• _WRITTEN INSTRUCTION_:
Arrange every line of the records below as a Markdown table with two columns, "Row" for the row number and "Line" for the line itself. Leave out blank lines and the pictures.
%%
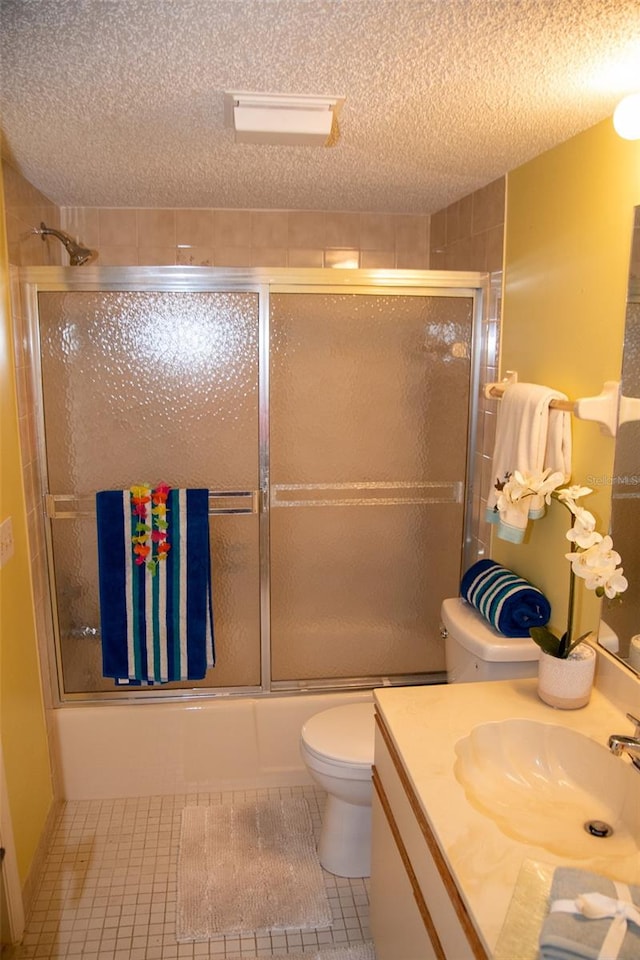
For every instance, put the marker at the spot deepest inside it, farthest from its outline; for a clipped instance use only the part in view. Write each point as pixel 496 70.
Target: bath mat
pixel 247 866
pixel 356 951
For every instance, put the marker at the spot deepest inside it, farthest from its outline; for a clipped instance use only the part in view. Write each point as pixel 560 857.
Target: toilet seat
pixel 343 736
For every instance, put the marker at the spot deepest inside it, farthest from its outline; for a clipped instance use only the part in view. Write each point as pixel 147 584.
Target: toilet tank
pixel 475 651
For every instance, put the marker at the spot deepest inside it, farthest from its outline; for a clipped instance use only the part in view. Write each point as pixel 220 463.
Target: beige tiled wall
pixel 250 238
pixel 469 234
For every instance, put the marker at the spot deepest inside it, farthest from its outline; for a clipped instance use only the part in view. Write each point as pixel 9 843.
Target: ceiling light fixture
pixel 626 117
pixel 280 118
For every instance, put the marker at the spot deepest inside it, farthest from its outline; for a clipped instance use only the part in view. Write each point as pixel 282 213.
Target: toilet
pixel 337 744
pixel 475 651
pixel 337 748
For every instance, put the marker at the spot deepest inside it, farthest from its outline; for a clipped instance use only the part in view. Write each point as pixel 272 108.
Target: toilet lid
pixel 344 733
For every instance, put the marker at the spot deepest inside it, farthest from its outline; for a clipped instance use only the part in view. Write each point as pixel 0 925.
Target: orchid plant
pixel 592 558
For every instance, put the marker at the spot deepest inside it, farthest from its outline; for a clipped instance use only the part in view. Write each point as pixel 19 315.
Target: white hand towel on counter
pixel 531 438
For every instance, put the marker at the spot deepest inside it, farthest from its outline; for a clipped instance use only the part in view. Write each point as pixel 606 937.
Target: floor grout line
pixel 108 889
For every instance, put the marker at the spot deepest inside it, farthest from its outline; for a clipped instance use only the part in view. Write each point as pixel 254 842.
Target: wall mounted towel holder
pixel 610 409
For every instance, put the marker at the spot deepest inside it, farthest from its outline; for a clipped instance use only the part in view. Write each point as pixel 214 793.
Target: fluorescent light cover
pixel 281 118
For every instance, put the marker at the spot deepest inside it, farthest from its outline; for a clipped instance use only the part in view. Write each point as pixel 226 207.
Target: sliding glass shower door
pixel 331 428
pixel 149 387
pixel 369 408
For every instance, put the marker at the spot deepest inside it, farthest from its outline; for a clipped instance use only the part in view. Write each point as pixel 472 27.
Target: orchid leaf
pixel 546 640
pixel 579 640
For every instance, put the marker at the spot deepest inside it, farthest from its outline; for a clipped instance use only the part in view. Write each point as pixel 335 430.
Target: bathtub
pixel 139 750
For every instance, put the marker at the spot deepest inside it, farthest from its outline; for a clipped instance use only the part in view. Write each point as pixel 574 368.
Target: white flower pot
pixel 567 683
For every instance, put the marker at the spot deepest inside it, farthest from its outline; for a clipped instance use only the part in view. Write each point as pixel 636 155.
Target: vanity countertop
pixel 425 723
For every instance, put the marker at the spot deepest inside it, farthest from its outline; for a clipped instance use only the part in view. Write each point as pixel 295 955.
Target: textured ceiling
pixel 120 102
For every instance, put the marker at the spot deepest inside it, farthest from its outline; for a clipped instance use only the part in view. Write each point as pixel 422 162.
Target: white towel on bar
pixel 530 437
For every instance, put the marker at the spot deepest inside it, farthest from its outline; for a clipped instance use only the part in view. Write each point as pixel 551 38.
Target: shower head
pixel 77 253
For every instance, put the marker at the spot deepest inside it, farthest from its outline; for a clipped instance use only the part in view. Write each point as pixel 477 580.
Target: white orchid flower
pixel 616 584
pixel 583 532
pixel 598 567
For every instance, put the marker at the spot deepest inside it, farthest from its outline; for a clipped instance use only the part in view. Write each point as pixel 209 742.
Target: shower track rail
pixel 55 504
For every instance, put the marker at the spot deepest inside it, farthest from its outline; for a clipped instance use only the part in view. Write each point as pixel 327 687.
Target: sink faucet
pixel 619 743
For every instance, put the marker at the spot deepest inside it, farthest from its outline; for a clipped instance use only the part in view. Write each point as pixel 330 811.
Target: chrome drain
pixel 598 828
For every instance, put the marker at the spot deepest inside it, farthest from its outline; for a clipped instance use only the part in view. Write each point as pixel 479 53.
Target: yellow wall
pixel 568 238
pixel 22 720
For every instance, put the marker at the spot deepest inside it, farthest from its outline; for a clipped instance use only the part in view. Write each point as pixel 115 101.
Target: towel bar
pixel 85 504
pixel 609 408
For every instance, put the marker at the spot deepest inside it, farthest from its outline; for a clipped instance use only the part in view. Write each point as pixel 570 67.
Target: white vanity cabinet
pixel 417 912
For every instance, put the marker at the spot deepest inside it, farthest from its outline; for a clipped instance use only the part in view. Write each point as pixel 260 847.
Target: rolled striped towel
pixel 510 604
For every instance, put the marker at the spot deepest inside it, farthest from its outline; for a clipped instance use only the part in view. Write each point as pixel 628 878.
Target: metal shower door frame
pixel 262 282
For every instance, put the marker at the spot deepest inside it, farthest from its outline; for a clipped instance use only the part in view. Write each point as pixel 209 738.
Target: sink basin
pixel 541 783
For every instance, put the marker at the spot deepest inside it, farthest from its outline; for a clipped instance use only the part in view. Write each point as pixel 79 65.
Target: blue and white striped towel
pixel 510 604
pixel 156 625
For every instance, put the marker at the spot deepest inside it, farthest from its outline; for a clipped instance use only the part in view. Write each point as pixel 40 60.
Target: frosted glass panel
pixel 369 401
pixel 149 387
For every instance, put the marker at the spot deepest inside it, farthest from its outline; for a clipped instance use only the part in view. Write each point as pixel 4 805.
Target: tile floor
pixel 108 888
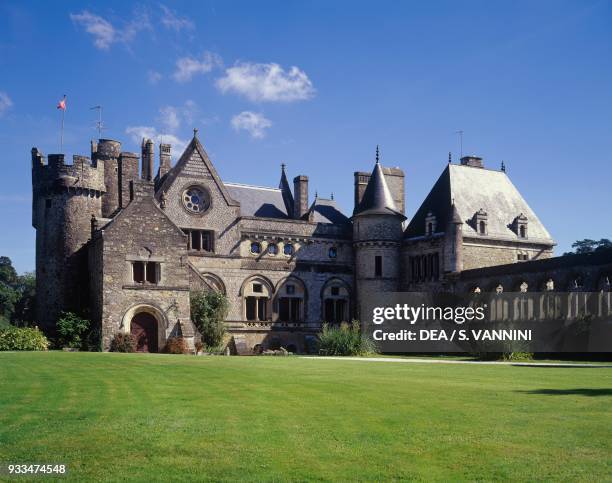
%%
• _EXERCISE RESULT_:
| Row | Line |
|---|---|
| 1 | For every instance, put the marker at the spot deepest inside it, farthest from its outline; for a clipped instance use only the part in view. Write each point as pixel 496 70. |
| 2 | Target: bath mat |
| 3 | pixel 247 866 |
| 4 | pixel 356 951 |
| 5 | For every instance, put the marker at the spot deepest inside it, farthest from its outline; for a clipped instance use only the part in view. Write each point as pixel 560 857. |
| 6 | Target: toilet seat |
| 7 | pixel 343 736 |
| 8 | For every instance, put the marker at the spot deepest inside it, farthest from its outline; for a clipped instance use only the part in view. Write each point as pixel 147 584. |
| 9 | Target: toilet tank |
| 10 | pixel 475 651 |
| 11 | For every instance, put the marker at the spot deepest inside it, farthest from its outline; for a clipped instance use only the part in view. Write each point as pixel 220 463. |
| 12 | Target: beige tiled wall |
| 13 | pixel 250 238 |
| 14 | pixel 469 234 |
| 15 | For every instance, put the marker at the spot deepest inside it, farthest from its outline; for a clipped instance use only the part in view. Write each point as pixel 9 843. |
| 16 | Target: ceiling light fixture |
| 17 | pixel 626 117 |
| 18 | pixel 280 118 |
| 19 | For every instance, put the marker at the spot deepest inside it, farthest from its outline; for a clipped instance use only the part in view. Write each point as pixel 282 213. |
| 20 | Target: toilet |
| 21 | pixel 337 744 |
| 22 | pixel 475 651 |
| 23 | pixel 337 748 |
| 24 | For every instance, put the marker at the spot deepest inside it, farthest from its outline; for a clipped instance use only the part in view. Write each point as pixel 272 108. |
| 25 | Target: toilet lid |
| 26 | pixel 344 733 |
| 27 | For every instance, put the marker at the spot deepest inside it, farthest from its outline; for a clipped instance use only the part in view. Write each point as pixel 0 925. |
| 28 | Target: orchid plant |
| 29 | pixel 592 558 |
| 30 | For every instance, put the marker at the spot deepest inside it, farthest from its outline; for a clipped instance use only the part in view. Write each point as pixel 19 315. |
| 31 | Target: white hand towel on counter |
| 32 | pixel 531 438 |
| 33 | For every instance, put the marker at the spot deepest inside it, farthest from its outline; for a clipped instance use only the part in view. Write each point as pixel 606 937. |
| 34 | Target: floor grout line |
| 35 | pixel 108 889 |
| 36 | For every instance, put the marker at the spot deepest inside it, farthest from its outline; for a clipped instance use only the part in view. Write each point as pixel 254 842. |
| 37 | Target: wall mounted towel holder |
| 38 | pixel 610 409 |
| 39 | For every instance, put the marker at the spot deepest inside it, farthest from its outline; for a clipped instance use only the part in view. Write each point as pixel 214 793. |
| 40 | Target: fluorescent light cover |
| 41 | pixel 281 118 |
| 42 | For every instance, put the marker at the spot deepest inside it, farthest from its outline; for a clipped instance use only the part in view. Write each point as pixel 226 207. |
| 43 | Target: sliding glass shower door |
| 44 | pixel 331 428 |
| 45 | pixel 149 387 |
| 46 | pixel 369 408 |
| 47 | For every instance, put the marker at the spot deepest inside it, farthest from its outline; for a clipped instance use only the part in view. Write each point as pixel 472 27. |
| 48 | Target: orchid leaf |
| 49 | pixel 546 640 |
| 50 | pixel 579 640 |
| 51 | For every instance, put the marker at the spot deepest inside it, farthest from its outline; for a clipped instance use only the part in view. Write each point as pixel 335 430. |
| 52 | Target: bathtub |
| 53 | pixel 139 750 |
| 54 | For every instance, put the marker at the spot deepest inside it, farthest from its outline; for a clipped instance use only the part in view. Write each point as pixel 574 368. |
| 55 | Target: white flower pot |
| 56 | pixel 567 683 |
| 57 | For every instance, put the marker at the spot deepest inside it, farthest from its outline; for a clipped instance use only the part in view. Write each point as pixel 636 155. |
| 58 | Target: vanity countertop |
| 59 | pixel 425 723 |
| 60 | For every instance, put the marker at the spot deepest inside it, farthest from its outline; for a clipped instance use only the part in view. Write each point as pixel 295 955. |
| 61 | Target: textured ceiling |
| 62 | pixel 120 102 |
| 63 | For every instance, put the marker at the spot deepest inside it, farthest from its outline; for a clipped instance use only the part in view. Write each point as pixel 422 162. |
| 64 | Target: white towel on bar |
| 65 | pixel 530 437 |
| 66 | For every instance, put the marker at the spot deepest inside it, farthest from its outline; for a clipped instance use only the part in view. Write each point as pixel 551 38. |
| 67 | Target: shower head |
| 68 | pixel 77 253 |
| 69 | For every instance, put the marker at the spot deepest inside it, farthest from its outline; for a clipped instance use only the part in view. Write each point as pixel 477 580. |
| 70 | Target: white orchid flower |
| 71 | pixel 616 584 |
| 72 | pixel 583 532 |
| 73 | pixel 598 567 |
| 74 | For every instance, put the marker at the spot deepest inside it, farthest from its outline; for a clipped instance use only the part in view. Write each point as pixel 209 742. |
| 75 | Target: shower track rail |
| 76 | pixel 55 504 |
| 77 | For every instance, put the marker at the spot deepest inside it, farthest from its outline; for a clipped instance use only the part in view. Write each point as pixel 327 687. |
| 78 | Target: sink faucet |
| 79 | pixel 619 743 |
| 80 | For every instance, put the marker at the spot deepest inside it, farthest from its outline; for a clipped instance use only the part in view. Write each point as pixel 330 811. |
| 81 | Target: chrome drain |
| 82 | pixel 598 828 |
| 83 | For every instance, put the marker at the spot deepest inside it, farthest from its outline; for a clipped instance use only the part in view. Write each point as pixel 479 53. |
| 84 | Target: yellow wall |
| 85 | pixel 568 238 |
| 86 | pixel 22 720 |
| 87 | For every instance, put the marker at the spot deepest inside it, farthest from its outline; for a clipped instance use only the part in view. Write each point as pixel 115 101. |
| 88 | Target: towel bar |
| 89 | pixel 85 504 |
| 90 | pixel 609 408 |
| 91 | For every instance, put the marker at the spot deepest inside it, farthest from its outline; for a clipped instance use only the part in view. Write each point as pixel 570 67. |
| 92 | Target: white vanity cabinet |
| 93 | pixel 417 912 |
| 94 | For every instance, put the marker at the spot deepest inside it, farthest from its outline; for a clipped instance use only the part in view. Write each point as pixel 260 847. |
| 95 | Target: rolled striped towel |
| 96 | pixel 510 604 |
| 97 | For every instance, put the marker at the spot deepest inside it, farthest from its outline; for a clipped instance use only the part in view. Write each point as pixel 628 878. |
| 98 | Target: metal shower door frame |
| 99 | pixel 262 282 |
| 100 | For every instance, put the marker at the spot deepest inside it, farthest from its outline; for a clipped instance use only the part in view. Write each point as pixel 209 738. |
| 101 | Target: sink basin |
| 102 | pixel 541 783 |
| 103 | For every instance, put the marker at the spot deepest inside it, farthest from its outline; for a clipped instance use only the part in view. Write each point as pixel 79 65. |
| 104 | Target: blue and white striped towel |
| 105 | pixel 510 604 |
| 106 | pixel 156 625 |
| 107 | For every instance, put the marker at the spot deepest inside it, farthest from its outline; for a clipped instance use only the part in view. Write each point as pixel 40 60. |
| 108 | Target: frosted glass panel |
| 109 | pixel 369 401 |
| 110 | pixel 149 387 |
| 111 | For every instance, put the marker at the spot deepest inside it, farthest from its outline; for a clipped instance use only the part in view. Write each point as pixel 4 805. |
| 112 | Target: tile floor |
| 113 | pixel 108 888 |